*The problem*
Wherever the word "output" appears in a line of the data, that line should be copied.

*Data to use*

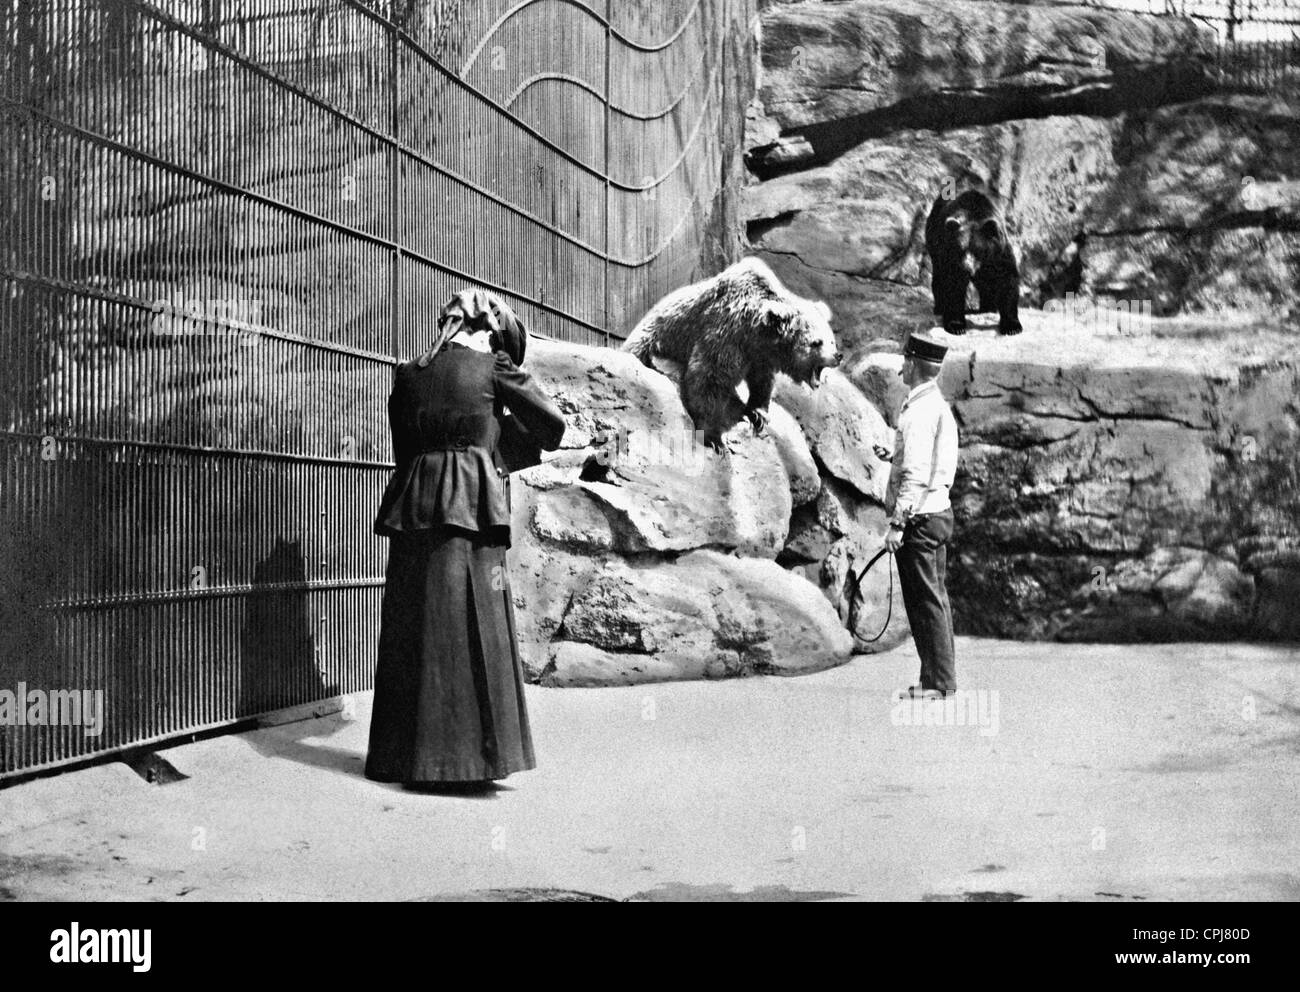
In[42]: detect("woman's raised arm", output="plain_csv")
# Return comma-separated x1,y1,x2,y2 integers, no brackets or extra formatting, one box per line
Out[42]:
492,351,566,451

--

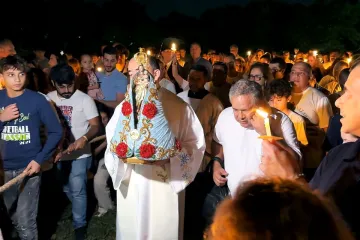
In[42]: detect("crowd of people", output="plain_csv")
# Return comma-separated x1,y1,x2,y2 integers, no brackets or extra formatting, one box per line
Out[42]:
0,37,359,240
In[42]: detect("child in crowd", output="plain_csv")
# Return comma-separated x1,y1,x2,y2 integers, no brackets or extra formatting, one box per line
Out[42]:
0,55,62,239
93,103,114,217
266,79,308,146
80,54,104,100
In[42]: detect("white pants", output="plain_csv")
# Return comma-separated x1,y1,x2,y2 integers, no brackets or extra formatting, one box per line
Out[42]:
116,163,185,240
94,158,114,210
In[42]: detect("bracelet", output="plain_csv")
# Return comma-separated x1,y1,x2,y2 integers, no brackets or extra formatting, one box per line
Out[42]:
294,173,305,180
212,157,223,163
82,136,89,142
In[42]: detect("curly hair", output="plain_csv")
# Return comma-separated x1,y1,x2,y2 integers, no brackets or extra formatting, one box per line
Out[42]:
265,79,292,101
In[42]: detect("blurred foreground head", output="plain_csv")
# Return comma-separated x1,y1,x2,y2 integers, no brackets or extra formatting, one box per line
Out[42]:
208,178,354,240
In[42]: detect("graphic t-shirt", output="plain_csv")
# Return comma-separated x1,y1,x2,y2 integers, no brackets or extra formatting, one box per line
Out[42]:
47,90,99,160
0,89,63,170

*Problem solution*
In[42]: detect("woman's raised arm", output="plain_csv")
In[42]: detect("crowd of people", output="plain_csv")
In[42]: detect("child in crowd", output="plain_csv")
In[42]: detect("white pants", output="plain_csv")
In[42]: detect("bracelet", output="plain_csv")
In[42]: detect("curly hair", output="plain_csv")
In[42]: detect("blurred foreground head", output="plain_csv")
In[42]: detect("graphic t-shirt", output="plain_csv")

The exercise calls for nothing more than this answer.